■ Data extract ■
========================================

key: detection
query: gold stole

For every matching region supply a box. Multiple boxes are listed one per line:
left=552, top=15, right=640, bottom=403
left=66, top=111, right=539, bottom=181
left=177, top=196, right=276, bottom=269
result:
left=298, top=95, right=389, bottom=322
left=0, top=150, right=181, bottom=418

========================================

■ Challenge ■
Set out the rows above as a Markdown table with the columns Number and Text, numbering each row in order and leaving out any blank rows.

■ Correct response ■
| Number | Text |
|---|---|
| 1 | key: detection |
| 2 | query: gold stole |
| 3 | For every matching region supply a box. Multiple boxes are listed one per line: |
| 4 | left=552, top=15, right=640, bottom=403 |
| 5 | left=66, top=111, right=539, bottom=181 |
| 6 | left=177, top=196, right=276, bottom=269 |
| 7 | result: |
| 8 | left=298, top=95, right=389, bottom=322 |
| 9 | left=0, top=150, right=181, bottom=418 |